Passage to read ::

◇ ◇ ◇ ◇

It probably works because both are yagi antennas pointed in exactly the opposite directions. The front to back rejection of each antenna is enough to prevent out of phase cancellations to occur. Just a guess.
...or to the same direction but at different bands (e.g. VHF + UHF)
This should be considered as a 3rd scenario that easily and successfully done all the time using a UVSJ combiner. Same direction, different direction for each antenna doesn't matter, it still works as you noted.
The linked article refers to two dissimilar antennas linked by #12 AWG electrical wire that looks like it is still in the original 2/3 conductor sheath. #12 AWG electrical wire is a disaster at TV frequencies. It's nowhere near the correct impedance, will have excessive SWR and may have dielectric losses.
That article is a perfect example of how not to install two antennas. The two antennas are dissimilar, too close together, not joined properly and pointed in different directions. The poster just got lucky and probably benefits from having strong, non-interfering signals in both directions.
p.s. I can get two channels with a paper clip. It doesn't mean it's a good TV antenna.
Did a search of the Forum, and couldn't find much about using wire instead of joiners/combiners? TY.

◇ ◇ ◇ ◇

Required work ::
**a.** According to the antenna thread, what is wrong with how the two antennas in the linked article were installed? List each fault.
**b.** Retype the antenna thread from "That article is" to "good TV antenna.".
The entries after this point come from a different source than the antenna thread.

Dataset rows ::
◇ ◇ ◇ ◇

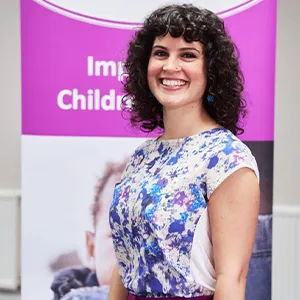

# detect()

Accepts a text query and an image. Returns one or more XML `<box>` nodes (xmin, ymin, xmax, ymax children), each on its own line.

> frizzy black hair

<box><xmin>123</xmin><ymin>4</ymin><xmax>246</xmax><ymax>135</ymax></box>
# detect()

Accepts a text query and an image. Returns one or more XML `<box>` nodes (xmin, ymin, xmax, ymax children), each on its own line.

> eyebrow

<box><xmin>153</xmin><ymin>45</ymin><xmax>201</xmax><ymax>54</ymax></box>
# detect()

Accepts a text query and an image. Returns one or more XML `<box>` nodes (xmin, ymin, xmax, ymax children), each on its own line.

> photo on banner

<box><xmin>20</xmin><ymin>0</ymin><xmax>277</xmax><ymax>300</ymax></box>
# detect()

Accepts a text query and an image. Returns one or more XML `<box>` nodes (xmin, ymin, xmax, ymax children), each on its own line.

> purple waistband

<box><xmin>127</xmin><ymin>293</ymin><xmax>214</xmax><ymax>300</ymax></box>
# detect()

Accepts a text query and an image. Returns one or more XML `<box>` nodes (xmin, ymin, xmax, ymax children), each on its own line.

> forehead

<box><xmin>153</xmin><ymin>33</ymin><xmax>203</xmax><ymax>50</ymax></box>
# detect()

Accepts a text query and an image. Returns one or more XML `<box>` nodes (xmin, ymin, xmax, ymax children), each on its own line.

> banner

<box><xmin>21</xmin><ymin>0</ymin><xmax>276</xmax><ymax>300</ymax></box>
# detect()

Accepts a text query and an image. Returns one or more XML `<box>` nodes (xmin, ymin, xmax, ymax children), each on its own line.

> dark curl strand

<box><xmin>123</xmin><ymin>4</ymin><xmax>246</xmax><ymax>135</ymax></box>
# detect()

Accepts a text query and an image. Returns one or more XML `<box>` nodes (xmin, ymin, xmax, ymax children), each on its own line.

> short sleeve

<box><xmin>206</xmin><ymin>140</ymin><xmax>259</xmax><ymax>199</ymax></box>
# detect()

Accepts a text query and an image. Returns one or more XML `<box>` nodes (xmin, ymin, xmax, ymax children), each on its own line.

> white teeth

<box><xmin>162</xmin><ymin>79</ymin><xmax>185</xmax><ymax>86</ymax></box>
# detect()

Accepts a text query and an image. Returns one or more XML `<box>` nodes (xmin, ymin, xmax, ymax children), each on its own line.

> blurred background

<box><xmin>0</xmin><ymin>0</ymin><xmax>300</xmax><ymax>300</ymax></box>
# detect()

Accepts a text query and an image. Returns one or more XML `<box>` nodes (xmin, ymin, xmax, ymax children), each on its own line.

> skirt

<box><xmin>126</xmin><ymin>293</ymin><xmax>214</xmax><ymax>300</ymax></box>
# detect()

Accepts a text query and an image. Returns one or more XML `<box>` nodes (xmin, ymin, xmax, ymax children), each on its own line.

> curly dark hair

<box><xmin>123</xmin><ymin>4</ymin><xmax>246</xmax><ymax>135</ymax></box>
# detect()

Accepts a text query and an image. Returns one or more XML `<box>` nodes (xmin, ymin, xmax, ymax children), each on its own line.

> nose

<box><xmin>163</xmin><ymin>58</ymin><xmax>181</xmax><ymax>72</ymax></box>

◇ ◇ ◇ ◇

Answers to the exercise ::
**a.**
- The two antennas are dissimilar.
- They are too close together.
- They are not joined properly.
- They are pointed in different directions.

**b.**
That article is a perfect example of how not to install two antennas. The two antennas are dissimilar, too close together, not joined properly and pointed in different directions. The poster just got lucky and probably benefits from having strong, non-interfering signals in both directions.
p.s. I can get two channels with a paper clip. It doesn't mean it's a good TV antenna.